Shutting down businesses and transportation links would have tested the patience of Iranians who months earlier took to the streets in economic protests. Public anger with the leadership surged again in January over the military’s attempt to conceal that it had shot down a Ukrainian passenger jet on Jan. 8. A wide-ranging quarantine, especially head of the new year celebrations, could have inflamed tempers further.
Nonetheless, many private businesses are struggling as consumers opt to stay home. Some companies ask their employees to do the same. Car maker Iran Khodro — a national icon whose output was already slashed by U.S. sanctions — is halting production to counter the spread of the coronavirus among its employees, Iranian media reported on Thursday.
Khalvatsara, a guesthouse in the central city of Isfahan, said all business had stopped since the coronavirus outbreak. “We had two German guests who canceled,” said Fatemeh, an employee at the guesthouse. “We didn’t think it morally fit to stay open, even though we disinfected everywhere. Some even wanted to come from other cities in Iran but we rejected them.” Fatemeh, who asked to be identified by her given name, said she had now moved back in with her parents.
“I spent my savings before this, because I had counted on the income from New Year,” she said.

Data entries:

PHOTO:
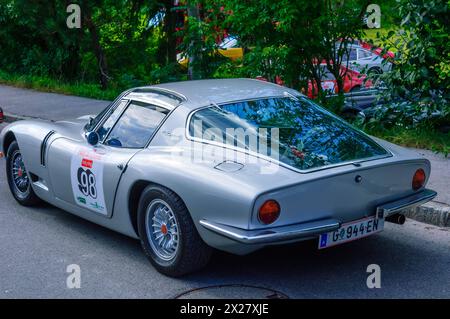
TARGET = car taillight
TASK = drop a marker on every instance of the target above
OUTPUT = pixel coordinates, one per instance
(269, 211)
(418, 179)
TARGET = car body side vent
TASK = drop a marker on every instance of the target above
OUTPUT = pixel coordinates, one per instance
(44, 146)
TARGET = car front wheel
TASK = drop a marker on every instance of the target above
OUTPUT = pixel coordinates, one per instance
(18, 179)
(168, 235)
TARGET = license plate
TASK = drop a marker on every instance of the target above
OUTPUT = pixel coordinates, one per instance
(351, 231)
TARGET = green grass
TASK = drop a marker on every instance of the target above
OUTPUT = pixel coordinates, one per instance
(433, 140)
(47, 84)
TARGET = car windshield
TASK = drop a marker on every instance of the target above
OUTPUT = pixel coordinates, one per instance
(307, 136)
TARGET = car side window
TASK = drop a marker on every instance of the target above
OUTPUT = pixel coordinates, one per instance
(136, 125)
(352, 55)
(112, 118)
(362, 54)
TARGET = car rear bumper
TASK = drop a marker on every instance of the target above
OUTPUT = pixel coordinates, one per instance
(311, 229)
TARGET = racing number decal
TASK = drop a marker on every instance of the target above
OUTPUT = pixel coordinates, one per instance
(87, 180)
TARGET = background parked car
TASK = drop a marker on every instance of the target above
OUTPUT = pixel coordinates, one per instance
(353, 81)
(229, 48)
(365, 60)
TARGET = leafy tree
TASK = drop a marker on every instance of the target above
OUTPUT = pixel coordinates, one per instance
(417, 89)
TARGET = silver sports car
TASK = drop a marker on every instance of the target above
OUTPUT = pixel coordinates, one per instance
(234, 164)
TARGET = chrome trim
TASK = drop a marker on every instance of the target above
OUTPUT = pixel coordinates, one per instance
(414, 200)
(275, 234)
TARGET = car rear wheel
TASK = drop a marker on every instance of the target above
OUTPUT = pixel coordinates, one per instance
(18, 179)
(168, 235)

--

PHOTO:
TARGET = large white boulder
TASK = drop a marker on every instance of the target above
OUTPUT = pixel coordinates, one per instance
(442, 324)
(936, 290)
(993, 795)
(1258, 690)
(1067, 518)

...

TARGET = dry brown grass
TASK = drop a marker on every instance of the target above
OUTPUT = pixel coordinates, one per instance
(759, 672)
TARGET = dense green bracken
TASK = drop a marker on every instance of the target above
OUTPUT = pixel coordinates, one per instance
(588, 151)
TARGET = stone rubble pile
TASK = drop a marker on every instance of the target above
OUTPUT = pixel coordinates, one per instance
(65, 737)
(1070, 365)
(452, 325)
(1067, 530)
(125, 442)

- TASK LIST -
1 > In the article on Iran's coronavirus response, on what date did the military shoot down a Ukrainian passenger jet?
2 > List every country or city that the article on Iran's coronavirus response names.
3 > Continue the article on Iran's coronavirus response from the point where it ends.
The rows have no connection to the article on Iran's coronavirus response.

- RESULTS FOR EACH TASK -
1 > Jan. 8

2 > Iran, Isfahan, U.S.

3 >
With the coronavirus shutting down hotels, restaurants, schools and other public institutions, up to two million jobs might be lost, said Sadegh Alhosseini, an independent economist in Tehran.
“Those are the poorest people of Iran,” he said, adding that without an income they will lose access to the health system, risking the further spread of the virus. The government has few economic tools at its disposal, he said, adding that the U.S. should lift sanctions on Iran for a period to help Iran’s health-care system rebound.
Iran’s domestic economy is heavily dependent on the service sector, which is particularly vulnerable to the impact of the coronavirus and generates approximately 12 million jobs, or about half the country’s labor force, according to the Statistical Center of Iran. Iran’s government likely thought imposing more economic pain on the population “would have given people another reason to panic, protest and voice their grievances,” said Mr. Handjani. “But I think they made a miscalculation. [The coronavirus] spread more than they thought it would.”
Iran officials and economists have blamed U.S. sanctions for hobbling Iran’s health-care system. Foreign Minister Javad Zarif on Thursday said efforts were “stymied by vast shortages caused by restrictions on our people’s access to medicine/equipment.” Mr. Zarif on Twitter listed the most urgent of Iran’s needs, including 3.2 million test kits, 160 million protective masks and 1,000 ventilators.
Demand for Iran’s oil, meanwhile, is sagging. China, Tehran’s last sizable customer after U.S. sanctions were imposed, has trimmed back imports as it struggles with the aftermath of its own coronavirus outbreak. Iran’s currency has also lost 10% of its value since the virus was detected in the country, adding to a 70% drop since U.S. quit a multinational deal to limit Iran’s nuclear program in 2018. Non-oil exports also have diminished as neighboring countries closed borders and halted flights.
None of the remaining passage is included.